Study text section start

Trump to meet top US oil execs after seizing Venezuela leader

US President Donald Trump will meet the heads of major US oil companies on Friday, aiming to convince them to support his plans in Venezuela, a country whose energy resources he says he expects to control for years to come.

US forces seized Venezuelan President Nicolas Maduro in a sweeping military operation on January 3, with Trump making no secret that control of Venezuela’s oil was at the heart of his actions.

Washington has “maximum leverage over the interim authorities in Venezuela right now,” said White House Press Secretary Karoline Leavitt when she confirmed the talks with top US oil executives.

“We’re meeting tomorrow with all of the big oil executives, they’re going to be right here in the White House,” Trump said in an interview broadcast by Fox News Thursday night.

The Trump administration has repeatedly said that it is running Venezuela, with Energy Secretary Chris Wright on Wednesday asserting that Washington will control the country’s oil industry “indefinitely.”

Study text section end
Recorded data section start

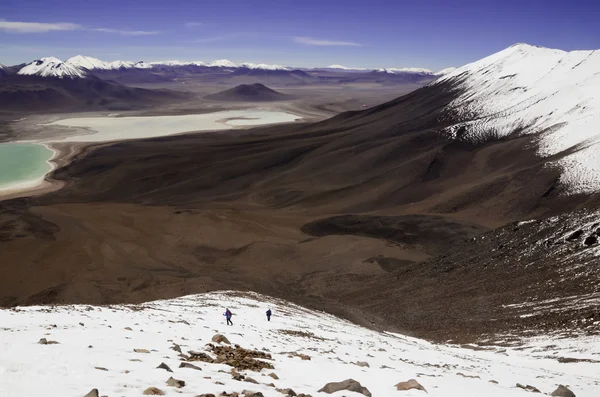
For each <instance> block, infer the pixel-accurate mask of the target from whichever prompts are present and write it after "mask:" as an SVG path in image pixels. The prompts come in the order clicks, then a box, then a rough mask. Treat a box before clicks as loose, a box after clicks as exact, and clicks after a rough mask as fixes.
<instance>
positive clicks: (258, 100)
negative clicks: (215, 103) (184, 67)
mask: <svg viewBox="0 0 600 397" xmlns="http://www.w3.org/2000/svg"><path fill="white" fill-rule="evenodd" d="M204 98H206V99H210V100H212V101H228V102H274V101H289V100H291V99H294V97H293V96H291V95H286V94H282V93H280V92H277V91H275V90H272V89H270V88H269V87H266V86H264V85H263V84H260V83H256V84H241V85H238V86H237V87H234V88H232V89H229V90H226V91H222V92H218V93H216V94H211V95H207V96H205V97H204Z"/></svg>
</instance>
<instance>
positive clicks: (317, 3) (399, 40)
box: [0, 0, 600, 71]
mask: <svg viewBox="0 0 600 397" xmlns="http://www.w3.org/2000/svg"><path fill="white" fill-rule="evenodd" d="M598 11H600V4H597V3H595V2H591V1H583V0H578V1H575V2H572V3H569V4H566V3H563V2H558V1H553V0H551V1H539V0H532V1H528V2H523V1H515V0H510V1H506V2H502V3H494V4H484V3H482V2H480V1H472V0H464V1H456V2H448V1H441V0H432V1H430V2H428V3H427V4H413V3H407V4H400V3H395V4H388V3H387V2H384V1H373V2H371V3H368V4H367V3H364V2H362V1H356V0H348V1H344V2H341V1H337V0H336V1H330V2H327V3H324V2H316V1H311V0H308V1H305V2H302V3H300V4H282V3H280V2H273V1H269V0H260V1H258V2H254V3H253V4H247V3H246V2H244V1H242V0H232V1H230V2H228V3H227V7H223V6H222V5H221V4H199V3H191V2H188V1H181V0H175V1H171V2H169V3H167V4H165V3H160V4H154V3H152V4H144V5H143V7H140V5H139V3H135V2H131V1H127V0H120V1H117V0H107V1H104V2H102V3H101V4H99V3H87V2H84V3H81V2H76V1H61V2H58V1H39V0H25V1H17V0H8V1H5V2H3V3H2V4H1V5H0V15H2V18H0V63H3V64H7V65H15V64H20V63H26V62H30V61H32V60H34V59H39V58H41V57H47V56H55V57H57V58H60V59H62V60H66V59H67V58H69V57H72V56H75V55H86V56H92V57H95V58H99V59H102V60H105V61H112V60H132V61H141V60H144V61H162V60H180V61H204V62H210V61H212V60H216V59H229V60H231V61H233V62H236V63H240V62H255V63H268V64H280V65H286V66H296V67H323V66H327V65H331V64H341V65H344V66H347V67H357V68H378V67H394V68H408V67H419V68H427V69H431V70H434V71H437V70H441V69H444V68H447V67H452V66H461V65H464V64H466V63H469V62H472V61H475V60H477V59H480V58H482V57H485V56H487V55H489V54H492V53H494V52H497V51H499V50H502V49H504V48H506V47H509V46H510V45H513V44H515V43H518V42H525V43H528V44H532V45H539V46H544V47H550V48H558V49H562V50H567V51H568V50H576V49H596V48H600V27H599V25H598V24H597V23H596V20H595V18H594V16H595V15H598ZM574 21H576V23H574Z"/></svg>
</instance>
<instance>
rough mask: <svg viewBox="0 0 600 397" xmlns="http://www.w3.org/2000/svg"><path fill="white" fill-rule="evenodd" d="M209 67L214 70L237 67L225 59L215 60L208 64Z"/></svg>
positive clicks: (233, 63) (233, 67)
mask: <svg viewBox="0 0 600 397" xmlns="http://www.w3.org/2000/svg"><path fill="white" fill-rule="evenodd" d="M208 66H209V67H214V68H237V67H238V65H237V64H235V63H233V62H231V61H229V60H227V59H217V60H216V61H212V62H210V63H209V64H208Z"/></svg>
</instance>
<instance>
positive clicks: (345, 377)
mask: <svg viewBox="0 0 600 397" xmlns="http://www.w3.org/2000/svg"><path fill="white" fill-rule="evenodd" d="M225 307H229V309H230V310H231V311H232V312H233V313H234V316H233V323H234V325H233V326H227V325H225V319H224V317H223V312H224V310H225ZM268 308H270V309H272V310H273V318H272V319H271V321H270V322H267V321H266V318H265V314H264V313H265V311H266V310H267V309H268ZM0 324H1V325H0V349H1V351H2V360H0V395H2V396H3V397H22V396H42V395H43V396H48V397H54V396H56V397H58V396H67V395H68V396H82V395H84V394H85V393H87V392H88V391H89V390H91V389H92V388H99V389H100V390H99V391H100V395H110V396H140V395H141V394H142V392H143V391H144V390H145V389H146V388H148V387H151V386H153V387H158V388H160V389H162V390H163V391H165V392H166V394H167V395H173V396H175V395H180V396H197V395H198V394H202V393H213V394H215V395H220V394H221V393H222V392H223V391H226V392H228V393H231V392H241V391H242V390H253V391H256V392H261V393H263V395H264V396H266V397H281V396H282V394H281V393H280V392H278V391H276V390H275V388H273V387H271V386H268V384H270V383H273V384H274V385H275V387H277V388H282V389H285V388H292V389H293V390H294V391H295V392H296V393H307V394H312V395H320V394H319V393H318V390H319V389H320V388H321V387H322V386H324V385H325V384H326V383H328V382H337V381H343V380H345V379H348V378H353V379H355V380H357V381H359V382H360V383H361V384H362V385H363V386H365V387H367V388H368V389H369V390H370V392H371V393H372V394H373V395H374V396H393V395H400V394H402V395H403V396H407V397H409V396H424V395H425V393H424V392H422V391H418V390H410V391H407V392H398V391H396V390H395V388H394V385H395V384H396V383H398V382H400V381H406V380H408V379H410V378H414V379H417V380H418V381H419V382H420V383H421V384H422V385H423V386H424V387H425V388H426V389H427V391H428V395H430V396H432V397H436V396H490V397H500V396H502V397H527V396H530V395H531V393H530V392H527V391H524V390H521V389H519V388H516V387H515V384H516V383H517V382H518V383H522V384H532V385H534V386H535V387H537V388H539V389H540V390H541V391H542V392H544V393H550V392H552V391H553V390H554V389H556V386H557V384H559V383H560V384H568V385H569V387H570V388H571V389H572V390H573V391H574V392H575V393H576V394H577V396H578V397H592V396H594V397H595V396H596V395H597V391H598V384H599V381H598V378H597V364H594V363H590V362H580V363H559V362H558V361H557V360H556V359H555V358H556V356H554V357H552V356H553V355H555V354H565V351H566V349H569V352H570V351H571V350H575V351H578V352H579V353H577V354H578V355H579V356H580V357H583V358H587V359H591V360H596V359H598V358H600V357H599V356H600V350H599V348H598V347H599V346H600V344H599V343H598V342H600V340H599V339H598V337H595V338H587V339H581V340H580V339H572V340H566V339H562V340H560V341H554V340H552V339H551V338H545V339H538V340H535V341H532V342H531V344H530V345H528V346H525V347H520V348H519V349H512V348H495V347H478V346H476V345H473V346H471V347H470V348H461V347H458V346H452V345H437V344H431V343H428V342H425V341H422V340H419V339H415V338H410V337H405V336H402V335H393V334H386V333H379V332H375V331H371V330H367V329H365V328H362V327H359V326H356V325H353V324H351V323H349V322H347V321H344V320H340V319H338V318H336V317H333V316H331V315H327V314H325V313H321V312H315V311H311V310H308V309H305V308H302V307H299V306H296V305H293V304H290V303H287V302H284V301H281V300H276V299H272V298H269V297H266V296H261V295H257V294H251V293H250V294H241V293H238V292H229V293H210V294H202V295H191V296H186V297H182V298H178V299H172V300H163V301H155V302H149V303H145V304H141V305H112V306H102V307H98V306H88V305H71V306H33V307H18V308H14V309H11V310H8V309H3V310H0ZM216 333H221V334H223V335H225V336H226V337H227V338H228V339H229V340H230V341H231V343H232V344H240V345H241V346H242V347H244V348H247V349H256V350H260V351H264V352H268V353H270V354H271V355H272V359H271V360H264V361H267V362H269V363H270V364H272V365H273V366H274V369H269V370H262V371H260V372H253V371H239V372H241V373H242V374H243V375H245V376H247V377H251V378H253V379H255V380H256V381H257V383H256V384H253V383H248V382H242V381H237V380H234V379H232V376H231V374H230V370H231V367H229V366H227V365H225V364H210V363H206V362H201V361H194V362H193V364H194V365H196V366H198V367H200V368H201V372H200V371H198V370H195V369H189V368H180V367H179V365H180V362H182V358H181V357H180V356H179V353H178V352H176V351H174V350H172V348H173V347H174V346H175V344H177V345H179V346H180V348H181V351H182V352H183V353H185V354H187V352H188V351H190V350H195V351H204V352H206V354H208V355H209V356H211V355H212V353H211V352H210V351H207V349H206V347H205V345H206V344H207V343H211V339H212V337H213V336H214V335H215V334H216ZM40 338H46V339H47V340H54V341H57V342H58V344H51V345H41V344H38V343H37V341H38V340H40ZM134 349H146V350H147V351H148V352H147V353H136V352H134ZM562 349H565V350H562ZM299 355H306V356H308V357H309V358H310V359H306V360H305V359H301V358H300V357H299ZM162 362H164V363H165V364H167V365H168V366H169V367H170V368H171V369H172V370H173V373H168V372H166V371H165V370H163V369H158V368H156V367H157V366H158V365H159V364H160V363H162ZM357 362H366V363H368V366H359V365H356V363H357ZM363 365H364V364H363ZM271 372H274V373H275V374H276V375H277V377H278V379H273V378H271V377H268V376H267V374H269V373H271ZM170 376H173V377H174V378H176V379H181V380H183V381H185V382H186V385H185V387H183V388H180V389H175V388H173V387H170V386H167V385H166V380H167V379H168V378H169V377H170ZM491 380H493V381H496V382H497V384H495V383H490V381H491ZM338 394H340V393H338ZM342 394H345V395H348V396H350V395H353V396H354V395H356V396H360V394H356V393H353V392H342V393H341V394H340V395H342ZM336 395H337V394H336Z"/></svg>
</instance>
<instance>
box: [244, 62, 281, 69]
mask: <svg viewBox="0 0 600 397" xmlns="http://www.w3.org/2000/svg"><path fill="white" fill-rule="evenodd" d="M239 66H240V67H242V68H247V69H260V70H290V68H288V67H287V66H281V65H267V64H266V63H252V62H244V63H241V64H240V65H239Z"/></svg>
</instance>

Recorded data section end

Problems and tasks:
A. In the article on Trump and Venezuela's oil, who confirmed the talks with top US oil executives?
B. Transcribe the article on Trump and Venezuela's oil, starting with "US forces seized" and going on through "News Thursday night.".
C. Pick up the article on Trump and Venezuela's oil after its last sentence and continue writing it.

Solved problems:
A. White House Press Secretary Karoline Leavitt confirmed the talks.

B.
US forces seized Venezuelan President Nicolas Maduro in a sweeping military operation on January 3, with Trump making no secret that control of Venezuela’s oil was at the heart of his actions.

Washington has “maximum leverage over the interim authorities in Venezuela right now,” said White House Press Secretary Karoline Leavitt when she confirmed the talks with top US oil executives.

“We’re meeting tomorrow with all of the big oil executives, they’re going to be right here in the White House,” Trump said in an interview broadcast by Fox News Thursday night.

C.
Venezuelan interim President Delcy Rodriguez, who was Maduro’s deputy, has said that her government remains in charge, with the state-run oil firm saying only that it was in negotiations with the United States on oil sales.

US outlet NBC News reported that the heads of Exxon Mobil, Chevron and ConocoPhillips are expected at the White House meeting.

“It’s just a meeting to discuss, obviously, the immense opportunity that is before these oil companies right now,” Trump’s spokesperson Leavitt told reporters Wednesday.

Chevron is the only US company that currently has a license to operate in Venezuela. Exxon Mobil and ConocoPhillips left the country in 2007, after refusing then-president Hugo Chavez’s demand that they give up a majority stake in local operations to the government.